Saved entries
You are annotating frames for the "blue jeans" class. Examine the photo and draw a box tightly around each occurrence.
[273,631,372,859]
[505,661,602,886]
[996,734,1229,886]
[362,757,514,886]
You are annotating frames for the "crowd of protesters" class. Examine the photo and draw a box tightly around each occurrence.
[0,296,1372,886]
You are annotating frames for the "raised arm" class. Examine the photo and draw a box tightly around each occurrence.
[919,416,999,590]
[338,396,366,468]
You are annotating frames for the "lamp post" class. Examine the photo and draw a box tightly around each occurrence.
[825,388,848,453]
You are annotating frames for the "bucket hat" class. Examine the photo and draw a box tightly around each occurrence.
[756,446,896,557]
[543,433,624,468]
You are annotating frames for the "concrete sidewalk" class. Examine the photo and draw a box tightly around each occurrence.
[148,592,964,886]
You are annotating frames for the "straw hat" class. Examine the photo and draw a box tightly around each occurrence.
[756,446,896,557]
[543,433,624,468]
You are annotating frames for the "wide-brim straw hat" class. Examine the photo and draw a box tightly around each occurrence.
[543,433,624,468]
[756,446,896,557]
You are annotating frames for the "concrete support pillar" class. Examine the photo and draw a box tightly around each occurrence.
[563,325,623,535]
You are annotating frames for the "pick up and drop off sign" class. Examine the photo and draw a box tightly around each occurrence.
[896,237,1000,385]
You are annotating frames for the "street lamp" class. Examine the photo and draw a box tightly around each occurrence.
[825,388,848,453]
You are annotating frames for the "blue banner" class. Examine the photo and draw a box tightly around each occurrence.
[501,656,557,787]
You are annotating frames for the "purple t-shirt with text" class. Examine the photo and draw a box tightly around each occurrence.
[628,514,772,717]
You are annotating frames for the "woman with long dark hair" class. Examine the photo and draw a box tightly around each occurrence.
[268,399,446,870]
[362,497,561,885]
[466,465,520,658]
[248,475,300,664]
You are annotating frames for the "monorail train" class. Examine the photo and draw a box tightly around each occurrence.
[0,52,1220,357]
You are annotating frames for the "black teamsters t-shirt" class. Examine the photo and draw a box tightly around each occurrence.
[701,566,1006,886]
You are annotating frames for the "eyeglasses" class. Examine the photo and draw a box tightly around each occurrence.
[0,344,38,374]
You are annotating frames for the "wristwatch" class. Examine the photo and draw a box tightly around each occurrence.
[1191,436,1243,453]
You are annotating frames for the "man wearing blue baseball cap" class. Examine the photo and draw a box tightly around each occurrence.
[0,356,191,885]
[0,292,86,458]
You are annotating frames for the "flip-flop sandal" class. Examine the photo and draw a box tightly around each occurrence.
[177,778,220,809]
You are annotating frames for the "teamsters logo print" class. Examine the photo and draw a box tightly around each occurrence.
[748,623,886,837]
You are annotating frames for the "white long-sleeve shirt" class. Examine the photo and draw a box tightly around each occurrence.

▶ WHAT NEEDS TO BE DONE: Rename "frames" to "images" throughout the entries above, and reproduce every line with no other changes.

▶ CORRECT OUTPUT:
You are annotating images for the "blue jeans" class. Examine the photo and draw a box tightly around each occurrence.
[273,631,372,859]
[505,661,602,886]
[996,734,1229,886]
[362,757,514,886]
You are annotating images for the "crowd of protesters" class. Examine the photo and draw a box tightly around each occurrence.
[0,296,1372,886]
You are annotating images for the "raised arm" class. Examine the photo and draw a box tightly around each occurrence.
[919,416,999,590]
[338,396,366,468]
You are annotating images for the "lamp post" class. Examine the photo and draw a box tightly around each occurrence.
[825,388,848,453]
You are annotating images for the "bucket hat" class. Examine the photo and draw a box tightly around each occurrence.
[756,446,896,557]
[543,433,624,468]
You are annotating images for the "concrete sidewalk" class. Examine the photo and draw a box tightly around each occurrence.
[148,592,964,886]
You are annotating images for the "straw hat" class. Examine the photo and draw a box tightly around each occurrence.
[756,446,896,557]
[543,433,624,468]
You are annotating images for the "wide-brim straw hat" class. Examine the photo and draw a box tightly around each occurrence.
[543,433,624,468]
[756,446,896,557]
You are annotating images for the "concrete support pillar" class. Examine the photo and draw a box tightly around each occurrence.
[563,325,623,535]
You are annotating images for the "pick up and drop off sign" class. Examine the photo and draw a box tightly around each occurrence.
[896,237,1000,385]
You are annotating images for the "street lamp" class. Examine the photo and draw a box tightly around each occurrence.
[825,388,848,453]
You are annotating images for the "blue banner" class. Examine the photo and draw a box tightly around each occurrence.
[501,656,557,787]
You are annotating images for the "purple t-shirt with text" class. Examine the photo and draw a box tightly around each occurrence.
[628,514,772,717]
You are annotating images for the "woman with long dark hair" class. Examine the photo and draw a box tightly around each occurrence.
[268,399,446,870]
[362,497,561,885]
[466,465,520,658]
[248,475,300,664]
You are annotating images for the "monorail train" class. Examine the photo and draw a box tightly around each occurrence.
[0,52,1220,357]
You are annotating images for the "black teamsters t-shirt" class. Examine the photo and draw a box tightly around each occurrence.
[701,566,1006,886]
You are annotating images for the "eyeglasses" class. Examine the photo and draw a box tightly around each occurrence.
[0,344,38,374]
You are annotating images for the "wristwatch" class. Examine the photo and draw a box tightly around each occurrence.
[1191,436,1243,453]
You are annotating images for the "man wearing blue baseball cap" class. Examine the photo and draw a box tightly around each occurrence.
[0,356,191,885]
[0,292,86,458]
You are annotating images for the "flip-flop sandal" class. Examine the photo and draw a box tightly around each occurrence.
[177,778,220,809]
You are annotating images for the "teamsters logo print" class. Examine the photo and draw a box tightly around each occurrence.
[748,623,886,837]
You are annotating images for the "white long-sleeve shirt" class. Examine the photo and draw a box tightly around each occurrence.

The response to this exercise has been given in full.